▶ _Exercise task_: Restate the entries below word for word, omitting nothing.

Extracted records
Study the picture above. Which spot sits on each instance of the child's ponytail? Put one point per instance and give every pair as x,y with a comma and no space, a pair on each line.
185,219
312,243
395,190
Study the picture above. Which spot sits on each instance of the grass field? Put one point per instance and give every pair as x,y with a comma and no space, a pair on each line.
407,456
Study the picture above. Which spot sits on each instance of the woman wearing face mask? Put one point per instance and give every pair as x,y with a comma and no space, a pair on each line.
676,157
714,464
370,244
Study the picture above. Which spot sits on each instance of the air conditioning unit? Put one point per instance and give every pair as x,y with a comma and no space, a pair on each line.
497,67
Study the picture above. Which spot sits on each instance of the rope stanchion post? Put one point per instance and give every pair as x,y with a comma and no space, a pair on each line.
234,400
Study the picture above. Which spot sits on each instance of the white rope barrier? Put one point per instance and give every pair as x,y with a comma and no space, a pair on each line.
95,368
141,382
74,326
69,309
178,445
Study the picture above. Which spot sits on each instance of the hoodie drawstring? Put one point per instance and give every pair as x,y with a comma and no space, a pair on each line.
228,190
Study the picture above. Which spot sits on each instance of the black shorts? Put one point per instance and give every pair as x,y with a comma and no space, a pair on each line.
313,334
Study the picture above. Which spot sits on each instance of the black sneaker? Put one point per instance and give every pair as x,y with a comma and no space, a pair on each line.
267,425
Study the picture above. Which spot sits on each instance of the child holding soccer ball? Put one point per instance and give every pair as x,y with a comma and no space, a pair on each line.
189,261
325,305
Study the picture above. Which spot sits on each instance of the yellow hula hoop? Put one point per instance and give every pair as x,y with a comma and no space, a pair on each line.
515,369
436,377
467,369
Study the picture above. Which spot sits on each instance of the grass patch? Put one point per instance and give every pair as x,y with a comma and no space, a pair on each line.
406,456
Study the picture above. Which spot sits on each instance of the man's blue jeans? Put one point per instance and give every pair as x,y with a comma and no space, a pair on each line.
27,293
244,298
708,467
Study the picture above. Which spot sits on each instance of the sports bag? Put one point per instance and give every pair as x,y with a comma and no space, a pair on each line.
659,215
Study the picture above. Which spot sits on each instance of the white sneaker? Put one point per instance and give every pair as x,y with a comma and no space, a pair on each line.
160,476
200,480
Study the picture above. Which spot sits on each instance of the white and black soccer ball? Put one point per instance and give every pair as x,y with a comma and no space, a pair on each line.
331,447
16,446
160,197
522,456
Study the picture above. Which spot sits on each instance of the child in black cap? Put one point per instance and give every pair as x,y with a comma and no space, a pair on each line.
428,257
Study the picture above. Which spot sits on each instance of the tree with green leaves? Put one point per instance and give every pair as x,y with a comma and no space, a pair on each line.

▶ _Reply to the task_:
Study the picture above. Which spot sits on each instance of the child's ponytail? Put one point per instance and give every pair as x,y with a comma and no space, a pair on each line.
185,219
312,243
395,190
Study the picture above. Which spot sits on each instance of the grass field? Put one point per instance and give every pair as x,y with a comma and no space, a pair on each line.
407,456
Study the picture above. Which spot sits on each instance of the woman wearing face mask? Put one point per instance and give every pair as x,y with a comma and no space, a pair on each line.
676,157
714,464
370,244
Study the picture above. Which spot sits on each instance of the air conditioning unit? Put one point per instance and give every pair as x,y with a comma and no space, a pair on each line.
497,67
Study the picture above. Which spot sits on each instance of the rope stanchion post? Put one point per instance and give every pair as x,y with a comma and no space, a pair on each line.
234,400
Study the picture above. Which spot sits on each instance of the white rope barrier? Put one point per instance and give every pair as x,y with a comma and no space, a pair on each line.
95,368
141,382
74,326
69,309
178,445
Study the picture above. Which spot sits on each instance of the hoodie drawstring? Put one point per instance and give every pair as x,y with a comma and no space, a pair on each line.
228,190
Study the picture above. Which spot sits on each instance of the black shorts? Put one point per instance and give every pair as x,y with a comma and no space, a pair on each line.
313,334
Study the picture above. Which spot sits on each instance of the black sneaker? Put one point per instance and give every pair as x,y with a comma and no space, a pair on each line.
267,425
Study the picture above. Which spot sits on each instance of the child holding soccer ball? Put one point per instance and give every pair as x,y with a comma and no space, a pair on each line.
189,261
325,305
Study the picture above. Which spot sits on each instance of the yellow hula hoop? Put one point per instance and give every pair as x,y with a comma and no space, a pair on each line.
515,369
436,377
467,369
Study the picture above. Which spot sits on each instance of the grass patch? Put one point per instance and give every pair as x,y with a comma and no space, a pair on each line.
406,456
Study the picture above. Which spot sits on each instance of the man's blue jeans? Put one point per instance and give every pair as x,y with a comma and no space, a pair on each line.
27,293
244,298
708,467
Study the picture above. Which spot sits on each instance of the sports bag? Put one point per instance and give every pair as x,y with a comma and no space, a pair on each line.
659,215
Study the picture above. Which spot sits on each instance of the white sneaker? Put one point per instance and give every pair as x,y with a comma and no space, a pair on each line.
160,476
200,480
Study the picture above. Which spot sits on each instance of the white and black soccer ball? Put one point per instance and give every pair as x,y with a comma and no space, a pair on each line.
331,447
16,446
160,197
522,456
Study the picture above. Which spot sits on each instance of the child in black cap? Put one point per instance and give every pair as x,y with a comma and no space, a pair on each line.
428,257
Study the picture above. Which spot sits on each instance of the tree with green leaves? Put one point per instance and give every pair as x,y with a comma and no space, a pair on each line.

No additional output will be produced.